What is needed: Copy out all the data, word for word.

Referring expression grounding data
################
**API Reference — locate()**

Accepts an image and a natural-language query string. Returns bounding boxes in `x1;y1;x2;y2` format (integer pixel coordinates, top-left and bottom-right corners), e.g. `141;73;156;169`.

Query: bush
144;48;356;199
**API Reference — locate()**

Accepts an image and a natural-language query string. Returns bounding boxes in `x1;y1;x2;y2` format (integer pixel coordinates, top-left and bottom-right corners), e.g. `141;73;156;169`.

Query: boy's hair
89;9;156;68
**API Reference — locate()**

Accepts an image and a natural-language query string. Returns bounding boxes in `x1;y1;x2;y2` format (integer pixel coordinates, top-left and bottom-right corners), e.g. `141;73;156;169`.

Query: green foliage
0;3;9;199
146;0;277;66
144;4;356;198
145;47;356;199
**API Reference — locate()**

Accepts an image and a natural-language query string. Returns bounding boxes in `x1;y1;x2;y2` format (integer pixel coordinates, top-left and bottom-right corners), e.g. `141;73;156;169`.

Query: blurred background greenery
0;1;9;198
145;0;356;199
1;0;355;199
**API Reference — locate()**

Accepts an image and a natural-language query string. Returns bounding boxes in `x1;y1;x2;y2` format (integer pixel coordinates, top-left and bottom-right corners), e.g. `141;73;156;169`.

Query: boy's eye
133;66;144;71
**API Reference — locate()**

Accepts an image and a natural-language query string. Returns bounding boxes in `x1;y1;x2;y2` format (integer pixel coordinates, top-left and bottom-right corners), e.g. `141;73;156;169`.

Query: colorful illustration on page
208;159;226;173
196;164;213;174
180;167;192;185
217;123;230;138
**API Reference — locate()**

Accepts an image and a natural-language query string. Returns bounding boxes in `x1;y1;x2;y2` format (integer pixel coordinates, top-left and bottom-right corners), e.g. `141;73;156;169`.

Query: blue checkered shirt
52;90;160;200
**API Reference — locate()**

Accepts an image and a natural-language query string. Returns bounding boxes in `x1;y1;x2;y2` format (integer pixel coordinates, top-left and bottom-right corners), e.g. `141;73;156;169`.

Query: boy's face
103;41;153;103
################
Solution to this problem:
**API Reference — locate()**

Accepts an image and a natural-language query string. Returns bounding boxes in `x1;y1;x2;y2` format (integer pixel coordinates, top-left and bottom-right corners), e.g. `141;73;156;169`.

Query: bush
144;48;356;199
**API Reference — locate()**

Accepts an image and a natural-language query string. Returns bounding boxes in `x1;y1;x2;y2` format (integer pixel coordinates, top-left and bottom-right corners), e.g. `141;73;156;169`.

Query: boy's hair
89;9;156;68
**API Reference — locate()**

Accepts an image and a natural-language query string. Returns bounding boxes in `x1;y1;x2;y2` format (integer pixel coordinates, top-left and bottom-right corners), e.g. `141;73;156;169`.

Query: green foliage
0;3;9;199
146;0;277;66
144;4;356;198
145;47;356;199
**API Reference — locate()**

Accepts an image and a natural-language query string. Returns bounding boxes in `x1;y1;x2;y2` format (integer pixel coordinates, top-left and bottom-right corners), e.g. `141;73;156;169`.

Query: blurred background greenery
0;1;9;198
145;0;356;199
1;0;355;199
**API Reference — locate()**

Accepts an image and a natural-language query string. Returns bounding boxes in `x1;y1;x2;y2` format (integer pixel coordinates, top-left and bottom-right corners), e.g. `141;73;156;169`.

Query: boy's eye
133;66;144;71
**API Reference — locate()**

Accepts an image and a natural-language query string. Returns bounding boxes in `x1;y1;x2;y2` format (integer pixel coordinates, top-left and bottom-right corners), e.g. `141;73;156;169`.

Query: colorful illustration on page
208;159;226;173
196;164;213;174
180;167;192;185
217;123;230;138
**API Reference — locate()**

Accepts an image and a natural-language query string. Returns bounding boxes in `x1;y1;x2;y2` format (integer pixel coordinates, top-left and bottom-right corners), e.g. `141;73;156;169`.

Query: blue checkered shirt
52;90;160;200
**API Reference — locate()**

Accepts an image and a natural-language query string. Returns bounding boxes in `x1;y1;x2;y2` format (integer pixel coordinates, top-left and bottom-right corners), e.g. `141;73;156;169`.

Query: boy's face
103;41;153;103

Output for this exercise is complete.